• _Exercise instructions_
Every line in the records below that holds the word "floral" is to be copied.

[Start of Attachment]

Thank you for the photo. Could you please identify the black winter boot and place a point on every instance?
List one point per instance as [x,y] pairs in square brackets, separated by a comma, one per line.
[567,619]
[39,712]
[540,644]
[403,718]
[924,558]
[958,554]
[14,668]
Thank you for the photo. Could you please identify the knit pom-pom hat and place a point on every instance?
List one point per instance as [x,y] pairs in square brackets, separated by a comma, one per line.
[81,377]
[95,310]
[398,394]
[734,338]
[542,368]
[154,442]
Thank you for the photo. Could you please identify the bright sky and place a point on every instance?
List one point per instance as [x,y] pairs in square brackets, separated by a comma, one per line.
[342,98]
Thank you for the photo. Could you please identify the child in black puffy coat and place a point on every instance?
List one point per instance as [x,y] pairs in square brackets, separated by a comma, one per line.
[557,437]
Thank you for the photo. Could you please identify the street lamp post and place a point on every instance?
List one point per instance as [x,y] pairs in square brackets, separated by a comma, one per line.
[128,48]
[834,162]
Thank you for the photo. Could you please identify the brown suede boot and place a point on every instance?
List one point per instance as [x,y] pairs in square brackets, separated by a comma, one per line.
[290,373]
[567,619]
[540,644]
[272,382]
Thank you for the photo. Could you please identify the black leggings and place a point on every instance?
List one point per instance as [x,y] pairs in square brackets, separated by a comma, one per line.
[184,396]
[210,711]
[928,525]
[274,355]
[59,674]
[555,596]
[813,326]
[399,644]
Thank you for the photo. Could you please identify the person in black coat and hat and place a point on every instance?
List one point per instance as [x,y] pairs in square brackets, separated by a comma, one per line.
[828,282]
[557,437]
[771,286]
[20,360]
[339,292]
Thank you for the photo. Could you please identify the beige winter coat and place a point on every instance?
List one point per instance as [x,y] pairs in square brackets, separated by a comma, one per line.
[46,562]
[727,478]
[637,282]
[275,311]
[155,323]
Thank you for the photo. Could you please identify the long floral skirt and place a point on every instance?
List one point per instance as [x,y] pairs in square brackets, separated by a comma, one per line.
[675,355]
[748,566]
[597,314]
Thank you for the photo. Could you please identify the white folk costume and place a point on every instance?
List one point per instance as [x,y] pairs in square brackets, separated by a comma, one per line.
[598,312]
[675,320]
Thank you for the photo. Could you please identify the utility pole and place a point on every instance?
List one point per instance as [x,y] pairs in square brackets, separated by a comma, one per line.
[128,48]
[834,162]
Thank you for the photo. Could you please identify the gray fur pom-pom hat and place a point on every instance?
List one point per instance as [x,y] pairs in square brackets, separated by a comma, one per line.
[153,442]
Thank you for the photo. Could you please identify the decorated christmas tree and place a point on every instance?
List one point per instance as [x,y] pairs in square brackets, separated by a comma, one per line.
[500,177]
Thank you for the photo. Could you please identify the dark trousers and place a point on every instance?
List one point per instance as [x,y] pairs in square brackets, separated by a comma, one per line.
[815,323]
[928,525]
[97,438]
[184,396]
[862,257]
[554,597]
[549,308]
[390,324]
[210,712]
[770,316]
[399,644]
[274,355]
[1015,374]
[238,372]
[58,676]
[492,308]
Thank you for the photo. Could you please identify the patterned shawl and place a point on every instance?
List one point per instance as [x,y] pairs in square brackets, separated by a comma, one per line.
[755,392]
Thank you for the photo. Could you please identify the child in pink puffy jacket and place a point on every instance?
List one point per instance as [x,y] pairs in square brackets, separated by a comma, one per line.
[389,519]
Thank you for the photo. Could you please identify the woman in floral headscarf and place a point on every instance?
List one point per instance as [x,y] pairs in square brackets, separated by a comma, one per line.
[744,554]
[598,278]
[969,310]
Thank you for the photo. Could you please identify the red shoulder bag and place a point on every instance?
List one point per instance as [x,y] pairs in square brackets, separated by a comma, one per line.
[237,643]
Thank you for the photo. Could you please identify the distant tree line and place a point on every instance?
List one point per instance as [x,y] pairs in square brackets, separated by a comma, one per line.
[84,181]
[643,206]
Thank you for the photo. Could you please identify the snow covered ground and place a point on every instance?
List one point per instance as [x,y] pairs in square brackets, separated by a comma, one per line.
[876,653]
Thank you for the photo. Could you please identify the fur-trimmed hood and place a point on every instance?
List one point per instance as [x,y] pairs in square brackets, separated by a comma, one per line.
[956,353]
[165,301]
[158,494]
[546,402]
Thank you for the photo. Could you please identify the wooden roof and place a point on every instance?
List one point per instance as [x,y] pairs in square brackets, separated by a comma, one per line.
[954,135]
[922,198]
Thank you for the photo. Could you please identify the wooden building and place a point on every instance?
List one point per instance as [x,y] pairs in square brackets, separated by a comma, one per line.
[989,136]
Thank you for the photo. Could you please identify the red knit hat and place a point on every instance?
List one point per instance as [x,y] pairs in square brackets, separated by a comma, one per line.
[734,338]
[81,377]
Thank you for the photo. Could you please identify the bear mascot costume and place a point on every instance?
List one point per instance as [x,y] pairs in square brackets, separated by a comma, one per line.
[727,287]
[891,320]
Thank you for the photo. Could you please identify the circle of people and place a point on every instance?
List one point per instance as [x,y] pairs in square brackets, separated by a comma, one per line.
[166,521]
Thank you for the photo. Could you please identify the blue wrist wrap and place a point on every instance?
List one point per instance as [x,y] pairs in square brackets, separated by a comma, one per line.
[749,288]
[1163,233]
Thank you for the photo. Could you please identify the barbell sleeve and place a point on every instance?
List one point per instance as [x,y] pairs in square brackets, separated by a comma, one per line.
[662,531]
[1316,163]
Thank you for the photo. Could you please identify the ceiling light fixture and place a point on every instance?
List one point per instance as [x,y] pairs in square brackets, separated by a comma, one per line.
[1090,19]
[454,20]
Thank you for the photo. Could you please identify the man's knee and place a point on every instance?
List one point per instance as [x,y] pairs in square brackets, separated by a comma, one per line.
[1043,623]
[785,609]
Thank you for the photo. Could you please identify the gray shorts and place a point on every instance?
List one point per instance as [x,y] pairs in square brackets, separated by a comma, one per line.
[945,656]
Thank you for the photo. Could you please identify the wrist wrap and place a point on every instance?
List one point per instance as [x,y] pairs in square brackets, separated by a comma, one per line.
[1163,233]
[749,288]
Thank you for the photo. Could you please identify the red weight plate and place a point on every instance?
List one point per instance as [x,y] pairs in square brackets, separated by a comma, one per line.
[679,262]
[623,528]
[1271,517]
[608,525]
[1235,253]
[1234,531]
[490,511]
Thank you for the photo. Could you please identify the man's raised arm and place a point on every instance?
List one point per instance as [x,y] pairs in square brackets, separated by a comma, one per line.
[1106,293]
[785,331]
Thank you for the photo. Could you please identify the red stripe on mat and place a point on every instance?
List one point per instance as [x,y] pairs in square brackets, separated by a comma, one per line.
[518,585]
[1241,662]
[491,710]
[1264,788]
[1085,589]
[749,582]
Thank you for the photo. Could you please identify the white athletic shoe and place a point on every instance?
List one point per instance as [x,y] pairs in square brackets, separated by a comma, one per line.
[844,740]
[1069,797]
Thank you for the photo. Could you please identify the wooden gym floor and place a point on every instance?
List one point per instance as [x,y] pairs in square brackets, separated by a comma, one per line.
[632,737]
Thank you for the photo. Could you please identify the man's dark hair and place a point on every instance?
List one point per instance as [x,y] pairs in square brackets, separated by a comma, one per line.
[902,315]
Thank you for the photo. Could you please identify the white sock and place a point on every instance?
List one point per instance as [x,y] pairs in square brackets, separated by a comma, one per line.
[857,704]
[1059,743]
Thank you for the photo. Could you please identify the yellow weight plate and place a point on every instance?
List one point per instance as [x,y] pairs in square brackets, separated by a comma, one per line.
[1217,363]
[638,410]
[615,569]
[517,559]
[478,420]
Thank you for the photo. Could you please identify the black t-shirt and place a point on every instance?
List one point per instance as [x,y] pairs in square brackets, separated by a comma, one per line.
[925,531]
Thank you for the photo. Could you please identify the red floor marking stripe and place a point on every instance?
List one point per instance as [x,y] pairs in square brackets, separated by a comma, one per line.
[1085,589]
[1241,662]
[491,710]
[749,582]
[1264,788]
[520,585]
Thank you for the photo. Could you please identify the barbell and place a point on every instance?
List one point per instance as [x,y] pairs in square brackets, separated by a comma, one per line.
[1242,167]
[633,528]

[End of Attachment]

• _Solved problem_
Thank you for the photo. Could you please identify the long floral skirt and place a point on every instance?
Thank you for the photo. Could you please identify the woman in floral headscarf and place a point on every instance?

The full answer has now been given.